Arbeitsfragen>
A. Worauf führt berndf in der Forumsdiskussion zu Modalverben die Umgangssprachlichkeit des Satzes zurück?
B. Kopieren Sie aus der Forumsdiskussion zu Modalverben den Abschnitt von "Ich sehe das" bis einschließlich "Verwendungen abhängige Prozedur.".

Vorliegender Text>
____

Sätze wie ''Anna hat zum Arzt müssen'' hört man im Süden sogar öfter als ''Anna hat zum Arzt gemusst.''


----------



## berndf

διαφορετικός said:


> Ich habe es wohl auch schon gehört, *vermute aber, dass es nur regional verwendet wird.*


In Deutschland m.E. nicht. Der Satz kommt mir ganz normal vor und würde ich von Sprechern aller Regionen erwarten.


----------



## διαφορετικός

berndf said:


> Der Satz kommt mir ganz normal vor und würde ich von Sprechern aller Regionen erwarten.


Fällt dir eine Anwendung von "gemusst" ein, wo dies nicht gilt? Oder würdest du sogar behaupten, dass man "gemusst" immer mit "müssen" ersetzen kann, zumindest mündlich bzw. umgangssprachlich?


----------



## berndf

Es ist vielleicht in einigen Kontexten üblicher als in anderen, im Prinzip ist es immer m.E. aber immer möglich. Grund der Umgangssprachlichkeit ist auch nicht von der Verwendung des Ersatzinfinitvs, mit _gemusst _wäre der Satz ebenso umgangssprachlich, sondern die Auslassung eines Hauptverbs, was standardsprachlich proskribiert ist.


----------



## JClaudeK

berndf said:


> mit _gemusst _wäre der Satz ebenso umgangssprachlich, sondern die Auslassung eines Hauptverbs, was standardsprachlich proskribiert ist.


Das wundert mich. Hast du vielleicht etwas zu diesem Thema? 

Für mich klingt ''Anna hat zum Arzt gemusst.'' nicht umgangssprachlich, sondern standardsprachlich.


----------



## JClaudeK

Ich sehe das eher wie *Grammis*:


> * Modalverben ohne regierten Infinitiv*
> Die Modalverben des Kernbereichs können auch ohne regierten     Infinitiv gebraucht werden. Sie regieren dann Adverbialia, Nominalphrasen oder     Subjunktorsätze. [...]
> Es ist daher von     einem fließenden Übergang vom Modalverb- zum Vollverbcharakter     auszugehen. Im Einzelnen gibt es folgende Verwendungen der Modalverben ohne     regierten Infinitiv:
> 
> *Rektion eines Richtungsadverbiales     (bei allen Modalverben)*:
> 
> _Ich *will*     weg/fort.
> Ich *muss* nach     Hause.
> Ich *kann* in die     Stadt._
> Diese Konstruktion wird oft über die Ellipse eines     in der Situation einschlägigen Bewegungsverbs erklärt. Sie ist jedoch     vollständig grammatikalisiert und keineswegs wie sonst bei Ellipsen eine     von einzelnen situativen Verwendungen abhängige Prozedur.


----------



## berndf

JClaudeK said:


> Das wundert mich. Hast du vielleicht etwas zu diesem Thema?
> 
> Für mich klingt ''Anna hat zum Arzt gemusst.'' nicht umgangssprachlich, sondern standardsprachlich.

____

Vorliegende Angaben>
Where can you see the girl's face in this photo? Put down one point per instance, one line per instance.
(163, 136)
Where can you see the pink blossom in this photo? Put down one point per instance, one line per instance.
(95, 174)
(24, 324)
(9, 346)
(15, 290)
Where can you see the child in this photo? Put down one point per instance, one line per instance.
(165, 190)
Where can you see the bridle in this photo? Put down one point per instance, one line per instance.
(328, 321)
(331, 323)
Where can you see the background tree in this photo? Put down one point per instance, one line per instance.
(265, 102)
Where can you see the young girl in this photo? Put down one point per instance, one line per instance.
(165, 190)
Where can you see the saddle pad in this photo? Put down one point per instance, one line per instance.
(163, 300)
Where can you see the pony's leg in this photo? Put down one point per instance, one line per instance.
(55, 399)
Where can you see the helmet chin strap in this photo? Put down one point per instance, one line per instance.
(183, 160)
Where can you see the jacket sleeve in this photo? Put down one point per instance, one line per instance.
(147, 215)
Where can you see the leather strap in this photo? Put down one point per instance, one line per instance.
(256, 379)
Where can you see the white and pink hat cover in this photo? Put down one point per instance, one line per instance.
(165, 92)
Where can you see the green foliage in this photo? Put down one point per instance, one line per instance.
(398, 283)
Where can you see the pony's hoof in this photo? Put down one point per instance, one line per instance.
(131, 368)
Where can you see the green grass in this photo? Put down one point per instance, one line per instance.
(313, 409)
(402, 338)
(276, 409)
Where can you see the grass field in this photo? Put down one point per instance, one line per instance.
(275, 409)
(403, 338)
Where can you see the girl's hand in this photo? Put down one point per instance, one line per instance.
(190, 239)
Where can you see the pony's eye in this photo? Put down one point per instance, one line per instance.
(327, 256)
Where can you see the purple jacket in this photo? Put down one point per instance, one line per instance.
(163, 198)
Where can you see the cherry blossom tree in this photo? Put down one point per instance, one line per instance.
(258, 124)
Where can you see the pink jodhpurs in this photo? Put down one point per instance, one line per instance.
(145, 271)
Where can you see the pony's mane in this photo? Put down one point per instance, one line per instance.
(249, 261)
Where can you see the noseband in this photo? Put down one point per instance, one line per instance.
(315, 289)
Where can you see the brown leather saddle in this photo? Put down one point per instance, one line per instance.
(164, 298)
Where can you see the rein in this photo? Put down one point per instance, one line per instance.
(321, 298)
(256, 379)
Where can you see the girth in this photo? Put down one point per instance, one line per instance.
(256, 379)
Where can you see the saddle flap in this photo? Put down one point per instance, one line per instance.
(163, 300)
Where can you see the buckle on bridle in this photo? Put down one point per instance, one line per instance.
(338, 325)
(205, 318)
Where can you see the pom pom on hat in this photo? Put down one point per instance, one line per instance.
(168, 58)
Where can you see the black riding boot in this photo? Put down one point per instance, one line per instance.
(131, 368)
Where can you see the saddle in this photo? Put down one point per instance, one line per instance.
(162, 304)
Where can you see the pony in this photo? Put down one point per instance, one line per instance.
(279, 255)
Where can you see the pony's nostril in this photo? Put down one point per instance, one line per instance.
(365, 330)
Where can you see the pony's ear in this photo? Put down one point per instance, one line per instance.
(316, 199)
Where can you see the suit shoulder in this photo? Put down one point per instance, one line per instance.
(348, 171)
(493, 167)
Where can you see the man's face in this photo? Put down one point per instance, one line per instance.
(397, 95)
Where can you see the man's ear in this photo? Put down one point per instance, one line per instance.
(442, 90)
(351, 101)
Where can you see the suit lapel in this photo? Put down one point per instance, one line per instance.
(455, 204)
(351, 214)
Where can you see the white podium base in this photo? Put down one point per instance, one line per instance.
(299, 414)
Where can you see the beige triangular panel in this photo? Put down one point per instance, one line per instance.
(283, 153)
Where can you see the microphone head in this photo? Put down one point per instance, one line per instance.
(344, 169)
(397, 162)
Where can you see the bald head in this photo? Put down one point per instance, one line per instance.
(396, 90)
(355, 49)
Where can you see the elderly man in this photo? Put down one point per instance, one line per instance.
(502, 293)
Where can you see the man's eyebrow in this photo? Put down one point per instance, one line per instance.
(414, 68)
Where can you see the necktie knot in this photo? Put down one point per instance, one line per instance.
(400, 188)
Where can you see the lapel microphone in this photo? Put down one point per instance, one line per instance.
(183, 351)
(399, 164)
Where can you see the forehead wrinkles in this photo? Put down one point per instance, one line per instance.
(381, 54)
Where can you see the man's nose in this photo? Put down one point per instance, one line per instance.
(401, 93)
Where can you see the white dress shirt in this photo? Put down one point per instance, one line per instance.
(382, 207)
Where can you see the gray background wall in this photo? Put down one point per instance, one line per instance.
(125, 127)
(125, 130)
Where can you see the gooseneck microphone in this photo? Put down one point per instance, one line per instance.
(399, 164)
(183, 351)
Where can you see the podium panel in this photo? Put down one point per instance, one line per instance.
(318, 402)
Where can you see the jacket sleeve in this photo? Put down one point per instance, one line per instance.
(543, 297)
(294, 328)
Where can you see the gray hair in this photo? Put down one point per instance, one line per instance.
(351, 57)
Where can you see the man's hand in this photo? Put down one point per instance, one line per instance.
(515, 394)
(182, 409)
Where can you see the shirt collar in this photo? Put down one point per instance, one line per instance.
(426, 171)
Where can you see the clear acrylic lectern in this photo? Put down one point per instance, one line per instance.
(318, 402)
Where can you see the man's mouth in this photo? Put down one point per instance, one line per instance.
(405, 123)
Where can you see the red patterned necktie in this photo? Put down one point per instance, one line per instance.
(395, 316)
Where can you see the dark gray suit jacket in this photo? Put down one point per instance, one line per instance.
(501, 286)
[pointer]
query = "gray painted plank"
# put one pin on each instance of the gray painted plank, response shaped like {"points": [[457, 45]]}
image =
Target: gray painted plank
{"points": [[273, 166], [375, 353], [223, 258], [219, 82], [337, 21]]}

____

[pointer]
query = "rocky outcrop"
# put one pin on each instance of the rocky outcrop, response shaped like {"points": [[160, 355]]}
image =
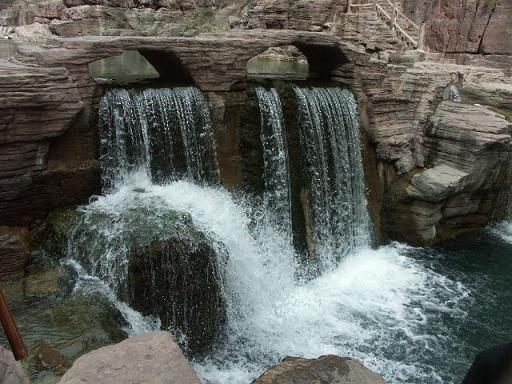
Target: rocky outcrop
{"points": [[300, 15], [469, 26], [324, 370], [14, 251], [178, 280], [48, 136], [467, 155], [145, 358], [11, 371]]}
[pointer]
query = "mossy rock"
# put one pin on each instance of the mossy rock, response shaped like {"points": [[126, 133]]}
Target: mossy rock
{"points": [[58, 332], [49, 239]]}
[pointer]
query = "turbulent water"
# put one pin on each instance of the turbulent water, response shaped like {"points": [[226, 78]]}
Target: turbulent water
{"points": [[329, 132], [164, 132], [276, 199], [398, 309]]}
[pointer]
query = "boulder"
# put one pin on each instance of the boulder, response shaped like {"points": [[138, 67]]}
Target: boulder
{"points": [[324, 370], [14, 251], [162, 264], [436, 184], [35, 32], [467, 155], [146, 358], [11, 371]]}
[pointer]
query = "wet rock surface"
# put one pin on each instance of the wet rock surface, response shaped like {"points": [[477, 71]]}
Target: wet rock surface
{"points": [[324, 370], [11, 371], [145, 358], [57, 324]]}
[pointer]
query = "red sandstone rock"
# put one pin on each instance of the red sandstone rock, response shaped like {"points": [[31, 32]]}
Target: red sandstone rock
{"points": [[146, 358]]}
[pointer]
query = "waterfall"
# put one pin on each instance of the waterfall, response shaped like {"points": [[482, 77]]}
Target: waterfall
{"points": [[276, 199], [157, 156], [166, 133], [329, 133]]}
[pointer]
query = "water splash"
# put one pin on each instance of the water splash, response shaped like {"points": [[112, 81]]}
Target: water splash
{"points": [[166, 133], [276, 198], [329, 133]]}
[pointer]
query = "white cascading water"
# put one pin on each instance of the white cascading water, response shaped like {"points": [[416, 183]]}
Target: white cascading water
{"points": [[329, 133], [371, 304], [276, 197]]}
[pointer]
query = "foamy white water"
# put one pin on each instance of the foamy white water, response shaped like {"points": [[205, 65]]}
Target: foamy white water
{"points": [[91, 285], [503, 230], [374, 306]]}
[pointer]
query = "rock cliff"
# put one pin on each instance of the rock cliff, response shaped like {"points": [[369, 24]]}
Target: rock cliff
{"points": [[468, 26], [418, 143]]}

____

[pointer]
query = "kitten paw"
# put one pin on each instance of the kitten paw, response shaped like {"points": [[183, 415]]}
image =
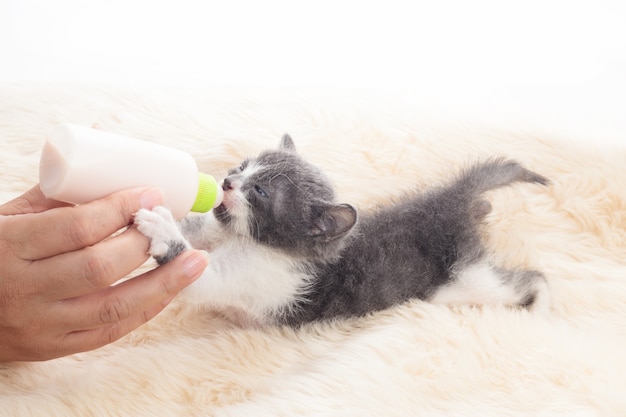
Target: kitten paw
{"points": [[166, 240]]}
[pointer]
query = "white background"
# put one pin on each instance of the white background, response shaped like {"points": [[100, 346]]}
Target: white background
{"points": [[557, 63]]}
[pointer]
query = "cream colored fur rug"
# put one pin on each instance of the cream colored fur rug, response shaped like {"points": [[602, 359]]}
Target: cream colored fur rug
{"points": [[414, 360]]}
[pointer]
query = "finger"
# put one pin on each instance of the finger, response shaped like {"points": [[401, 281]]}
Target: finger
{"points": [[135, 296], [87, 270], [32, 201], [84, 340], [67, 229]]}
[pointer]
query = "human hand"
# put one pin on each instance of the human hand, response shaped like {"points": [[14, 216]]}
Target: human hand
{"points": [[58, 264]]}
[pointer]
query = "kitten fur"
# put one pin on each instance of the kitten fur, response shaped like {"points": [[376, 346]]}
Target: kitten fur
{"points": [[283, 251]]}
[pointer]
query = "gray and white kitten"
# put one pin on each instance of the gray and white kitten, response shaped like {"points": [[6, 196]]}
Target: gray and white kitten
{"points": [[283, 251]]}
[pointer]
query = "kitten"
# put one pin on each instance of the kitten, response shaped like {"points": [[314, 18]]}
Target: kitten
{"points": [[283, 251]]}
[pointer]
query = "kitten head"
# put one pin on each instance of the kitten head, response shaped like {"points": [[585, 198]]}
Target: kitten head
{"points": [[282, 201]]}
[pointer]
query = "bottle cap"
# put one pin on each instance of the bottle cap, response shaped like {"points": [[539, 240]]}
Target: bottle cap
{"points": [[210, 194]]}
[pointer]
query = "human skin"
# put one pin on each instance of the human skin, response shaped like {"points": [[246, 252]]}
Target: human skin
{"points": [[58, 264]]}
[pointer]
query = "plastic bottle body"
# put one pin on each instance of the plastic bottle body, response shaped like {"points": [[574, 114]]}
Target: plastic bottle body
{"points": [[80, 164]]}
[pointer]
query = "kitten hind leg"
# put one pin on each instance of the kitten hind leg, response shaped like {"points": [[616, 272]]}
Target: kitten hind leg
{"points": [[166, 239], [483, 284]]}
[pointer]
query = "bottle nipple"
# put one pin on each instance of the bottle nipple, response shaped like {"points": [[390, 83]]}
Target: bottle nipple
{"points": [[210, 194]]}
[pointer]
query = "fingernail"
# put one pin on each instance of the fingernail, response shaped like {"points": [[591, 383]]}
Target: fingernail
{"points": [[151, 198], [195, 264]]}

____

Lösungen der Reihe nach>
A. Auf die Auslassung eines Hauptverbs, die standardsprachlich proskribiert ist.

B.
Ich sehe das eher wie *Grammis*:


> * Modalverben ohne regierten Infinitiv*
> Die Modalverben des Kernbereichs können auch ohne regierten     Infinitiv gebraucht werden. Sie regieren dann Adverbialia, Nominalphrasen oder     Subjunktorsätze. [...]
> Es ist daher von     einem fließenden Übergang vom Modalverb- zum Vollverbcharakter     auszugehen. Im Einzelnen gibt es folgende Verwendungen der Modalverben ohne     regierten Infinitiv:
> 
> *Rektion eines Richtungsadverbiales     (bei allen Modalverben)*:
> 
> _Ich *will*     weg/fort.
> Ich *muss* nach     Hause.
> Ich *kann* in die     Stadt._
> Diese Konstruktion wird oft über die Ellipse eines     in der Situation einschlägigen Bewegungsverbs erklärt. Sie ist jedoch     vollständig grammatikalisiert und keineswegs wie sonst bei Ellipsen eine     von einzelnen situativen Verwendungen abhängige Prozedur.